▸ **TASK REQUIREMENTS**
Please copy every row below line for line, leaving the pictures out of your copy.

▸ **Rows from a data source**
=-=-=

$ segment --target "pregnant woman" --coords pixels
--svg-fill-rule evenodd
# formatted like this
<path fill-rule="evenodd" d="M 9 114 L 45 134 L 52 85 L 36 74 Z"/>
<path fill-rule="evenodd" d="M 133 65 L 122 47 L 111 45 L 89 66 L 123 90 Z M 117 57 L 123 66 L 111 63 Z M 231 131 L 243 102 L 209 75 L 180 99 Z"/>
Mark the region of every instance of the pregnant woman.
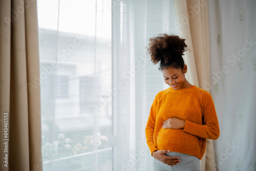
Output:
<path fill-rule="evenodd" d="M 151 60 L 160 62 L 164 82 L 170 86 L 156 96 L 145 129 L 154 170 L 200 170 L 206 139 L 220 135 L 214 101 L 208 92 L 186 79 L 184 39 L 163 34 L 150 41 Z"/>

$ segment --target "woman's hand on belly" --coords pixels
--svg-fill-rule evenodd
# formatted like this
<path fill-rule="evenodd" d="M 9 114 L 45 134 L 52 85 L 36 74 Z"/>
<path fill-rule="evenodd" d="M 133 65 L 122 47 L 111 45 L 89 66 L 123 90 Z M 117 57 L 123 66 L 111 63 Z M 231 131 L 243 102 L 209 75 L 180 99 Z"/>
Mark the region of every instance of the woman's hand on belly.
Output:
<path fill-rule="evenodd" d="M 183 129 L 185 126 L 186 121 L 177 118 L 169 118 L 163 122 L 164 129 Z"/>
<path fill-rule="evenodd" d="M 179 158 L 177 157 L 169 157 L 165 155 L 165 153 L 169 153 L 168 150 L 158 150 L 152 153 L 153 157 L 157 160 L 159 160 L 162 163 L 170 166 L 174 166 L 178 164 L 180 161 L 178 160 Z"/>

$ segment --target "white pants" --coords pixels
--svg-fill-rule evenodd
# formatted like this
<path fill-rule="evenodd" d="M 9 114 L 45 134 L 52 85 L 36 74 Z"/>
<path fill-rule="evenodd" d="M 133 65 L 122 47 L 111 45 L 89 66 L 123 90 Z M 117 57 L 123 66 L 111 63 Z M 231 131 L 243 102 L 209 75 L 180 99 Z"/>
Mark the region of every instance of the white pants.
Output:
<path fill-rule="evenodd" d="M 180 162 L 174 166 L 169 166 L 154 159 L 154 171 L 201 171 L 200 159 L 196 157 L 173 152 L 165 155 L 170 157 L 178 157 Z"/>

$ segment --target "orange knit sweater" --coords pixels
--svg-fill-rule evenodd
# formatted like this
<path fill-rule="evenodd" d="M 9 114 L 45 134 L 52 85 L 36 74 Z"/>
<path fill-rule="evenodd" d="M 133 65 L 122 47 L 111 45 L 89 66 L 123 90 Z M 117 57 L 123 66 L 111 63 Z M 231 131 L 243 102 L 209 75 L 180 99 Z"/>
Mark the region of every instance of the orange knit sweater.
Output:
<path fill-rule="evenodd" d="M 164 129 L 170 118 L 186 121 L 184 129 Z M 146 142 L 151 154 L 156 150 L 185 153 L 201 159 L 206 139 L 217 139 L 219 123 L 210 94 L 195 86 L 158 93 L 153 102 L 146 127 Z"/>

=-=-=

▸ **EXERCISE RESPONSE**
$ segment --target "pregnant woman" --coords pixels
--svg-fill-rule evenodd
# formatted like this
<path fill-rule="evenodd" d="M 9 114 L 45 134 L 52 85 L 36 74 Z"/>
<path fill-rule="evenodd" d="M 133 65 L 122 47 L 111 45 L 89 66 L 123 90 Z M 117 57 L 123 66 L 111 63 Z M 231 131 L 243 102 L 209 75 L 180 99 Z"/>
Mark the region of every instance of the pregnant woman.
Output:
<path fill-rule="evenodd" d="M 151 60 L 160 62 L 164 82 L 170 86 L 156 96 L 145 129 L 154 170 L 200 170 L 206 139 L 220 135 L 214 101 L 208 92 L 186 79 L 184 39 L 163 34 L 150 41 Z"/>

$ segment --target "woman's hand on belly" --coords pixels
--svg-fill-rule evenodd
# formatted like this
<path fill-rule="evenodd" d="M 9 114 L 45 134 L 52 85 L 36 74 Z"/>
<path fill-rule="evenodd" d="M 133 65 L 122 47 L 111 45 L 89 66 L 123 90 Z M 117 57 L 123 66 L 111 63 Z M 231 131 L 243 102 L 209 75 L 180 99 Z"/>
Mark the region of every instance of the woman's hand on belly.
Output:
<path fill-rule="evenodd" d="M 183 129 L 185 126 L 186 121 L 177 118 L 169 118 L 163 122 L 164 129 Z"/>
<path fill-rule="evenodd" d="M 179 158 L 177 157 L 169 157 L 165 155 L 165 153 L 169 153 L 168 150 L 158 150 L 152 153 L 153 157 L 157 160 L 159 160 L 162 163 L 170 166 L 174 166 L 178 164 L 180 161 L 178 160 Z"/>

$ segment --target "white pants" --coords pixels
--svg-fill-rule evenodd
# formatted like this
<path fill-rule="evenodd" d="M 9 114 L 45 134 L 52 85 L 36 74 Z"/>
<path fill-rule="evenodd" d="M 133 65 L 122 47 L 111 45 L 89 66 L 123 90 Z M 117 57 L 123 66 L 111 63 Z M 231 131 L 243 102 L 209 75 L 180 99 Z"/>
Mark the region of every instance of the white pants.
Output:
<path fill-rule="evenodd" d="M 180 162 L 174 166 L 169 166 L 154 159 L 154 171 L 201 171 L 200 159 L 196 157 L 173 152 L 165 155 L 170 157 L 178 157 Z"/>

$ segment --target "orange knit sweater" --coords pixels
--svg-fill-rule evenodd
# formatted like this
<path fill-rule="evenodd" d="M 9 114 L 45 134 L 52 85 L 36 74 Z"/>
<path fill-rule="evenodd" d="M 133 65 L 122 47 L 111 45 L 89 66 L 123 90 Z M 117 57 L 123 66 L 111 63 Z M 231 131 L 243 102 L 209 75 L 180 99 Z"/>
Mark the region of every instance of the orange knit sweater.
Output:
<path fill-rule="evenodd" d="M 164 129 L 170 118 L 186 121 L 184 129 Z M 146 142 L 151 154 L 156 150 L 185 153 L 201 159 L 206 139 L 217 139 L 219 123 L 210 94 L 195 86 L 158 93 L 153 102 L 146 127 Z"/>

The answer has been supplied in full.